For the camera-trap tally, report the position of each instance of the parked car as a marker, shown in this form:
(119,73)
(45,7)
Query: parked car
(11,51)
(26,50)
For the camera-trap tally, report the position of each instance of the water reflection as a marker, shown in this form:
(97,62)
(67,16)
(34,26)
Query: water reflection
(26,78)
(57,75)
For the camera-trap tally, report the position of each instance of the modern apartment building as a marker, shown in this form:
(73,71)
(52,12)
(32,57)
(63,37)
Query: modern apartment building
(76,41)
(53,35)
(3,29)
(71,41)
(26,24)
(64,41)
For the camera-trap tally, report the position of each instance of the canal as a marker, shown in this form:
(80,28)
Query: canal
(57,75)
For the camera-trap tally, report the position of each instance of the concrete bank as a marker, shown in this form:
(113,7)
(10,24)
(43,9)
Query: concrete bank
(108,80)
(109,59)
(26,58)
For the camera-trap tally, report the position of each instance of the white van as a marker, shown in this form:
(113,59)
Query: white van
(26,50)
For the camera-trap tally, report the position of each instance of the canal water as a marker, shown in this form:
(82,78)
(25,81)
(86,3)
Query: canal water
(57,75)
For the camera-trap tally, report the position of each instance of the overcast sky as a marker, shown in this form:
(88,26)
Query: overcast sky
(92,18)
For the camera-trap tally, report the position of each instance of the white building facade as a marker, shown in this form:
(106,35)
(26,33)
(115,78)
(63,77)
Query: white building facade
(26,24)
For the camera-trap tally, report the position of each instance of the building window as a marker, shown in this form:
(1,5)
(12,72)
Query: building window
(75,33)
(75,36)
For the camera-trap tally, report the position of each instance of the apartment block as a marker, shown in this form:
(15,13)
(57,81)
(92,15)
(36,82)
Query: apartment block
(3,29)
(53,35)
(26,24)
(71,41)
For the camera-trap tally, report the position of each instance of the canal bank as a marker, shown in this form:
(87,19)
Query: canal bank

* * * * * * * * *

An exact printout is needed of the lines from the one containing "Query: building window" through the end of the listing above, both of those lines included, and nothing else.

Query: building window
(75,33)
(75,36)
For the camera-trap tally, report the position of each instance of the apartment block as a marker, shown in this form:
(15,13)
(57,81)
(92,15)
(36,82)
Query: apartment block
(3,29)
(53,35)
(26,24)
(71,41)
For the camera-trap tally, report the position of each instance of the canal bank as a marker, shown in this form:
(87,19)
Query: canal bank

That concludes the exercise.